TASK ITEM:
Number of lines with the string "segment" in the entries below: report it, and nothing besides.

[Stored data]
= = = =
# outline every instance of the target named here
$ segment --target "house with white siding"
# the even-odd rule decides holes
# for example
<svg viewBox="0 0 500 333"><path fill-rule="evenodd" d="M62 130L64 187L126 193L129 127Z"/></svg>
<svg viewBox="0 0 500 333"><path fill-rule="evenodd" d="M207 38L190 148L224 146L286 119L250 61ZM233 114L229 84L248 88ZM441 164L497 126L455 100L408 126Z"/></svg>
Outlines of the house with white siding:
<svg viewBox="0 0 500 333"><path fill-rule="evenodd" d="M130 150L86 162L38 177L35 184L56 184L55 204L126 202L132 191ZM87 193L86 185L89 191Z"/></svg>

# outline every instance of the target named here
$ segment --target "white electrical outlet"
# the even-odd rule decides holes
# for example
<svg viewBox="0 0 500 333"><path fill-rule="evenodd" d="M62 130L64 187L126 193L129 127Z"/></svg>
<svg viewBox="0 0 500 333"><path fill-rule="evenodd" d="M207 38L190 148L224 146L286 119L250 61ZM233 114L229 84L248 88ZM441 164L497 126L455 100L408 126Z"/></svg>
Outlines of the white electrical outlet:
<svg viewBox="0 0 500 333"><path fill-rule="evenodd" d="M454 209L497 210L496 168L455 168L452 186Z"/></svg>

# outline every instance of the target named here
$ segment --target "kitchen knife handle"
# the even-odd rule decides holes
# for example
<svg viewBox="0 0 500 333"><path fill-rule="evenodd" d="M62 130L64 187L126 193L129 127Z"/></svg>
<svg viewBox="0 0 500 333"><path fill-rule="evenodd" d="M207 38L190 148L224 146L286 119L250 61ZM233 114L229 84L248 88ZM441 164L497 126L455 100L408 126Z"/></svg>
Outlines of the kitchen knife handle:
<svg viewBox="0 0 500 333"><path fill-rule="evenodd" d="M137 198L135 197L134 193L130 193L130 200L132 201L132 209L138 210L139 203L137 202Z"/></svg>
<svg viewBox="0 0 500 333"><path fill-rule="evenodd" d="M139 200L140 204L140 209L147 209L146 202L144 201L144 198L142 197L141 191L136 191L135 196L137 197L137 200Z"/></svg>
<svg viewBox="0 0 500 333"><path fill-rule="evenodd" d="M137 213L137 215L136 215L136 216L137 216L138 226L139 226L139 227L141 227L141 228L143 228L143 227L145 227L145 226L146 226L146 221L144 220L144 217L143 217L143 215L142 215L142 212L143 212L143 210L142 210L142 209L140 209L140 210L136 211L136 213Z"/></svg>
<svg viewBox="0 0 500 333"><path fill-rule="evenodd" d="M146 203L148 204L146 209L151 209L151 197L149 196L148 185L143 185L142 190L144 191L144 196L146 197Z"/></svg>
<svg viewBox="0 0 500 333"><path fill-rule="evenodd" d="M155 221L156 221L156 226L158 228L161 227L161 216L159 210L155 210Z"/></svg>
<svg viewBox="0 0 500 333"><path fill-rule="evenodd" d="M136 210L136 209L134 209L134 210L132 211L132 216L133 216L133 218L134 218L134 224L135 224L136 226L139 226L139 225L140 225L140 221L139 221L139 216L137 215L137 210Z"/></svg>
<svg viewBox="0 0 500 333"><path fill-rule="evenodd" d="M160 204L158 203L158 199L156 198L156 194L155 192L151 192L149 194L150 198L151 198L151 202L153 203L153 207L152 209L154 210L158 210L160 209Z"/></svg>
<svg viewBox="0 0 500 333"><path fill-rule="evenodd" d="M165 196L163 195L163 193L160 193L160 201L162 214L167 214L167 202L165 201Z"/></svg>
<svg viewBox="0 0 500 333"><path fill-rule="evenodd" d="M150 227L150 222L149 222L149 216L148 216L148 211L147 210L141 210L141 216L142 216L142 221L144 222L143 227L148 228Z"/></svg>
= = = =
RESULT OF THIS TASK:
3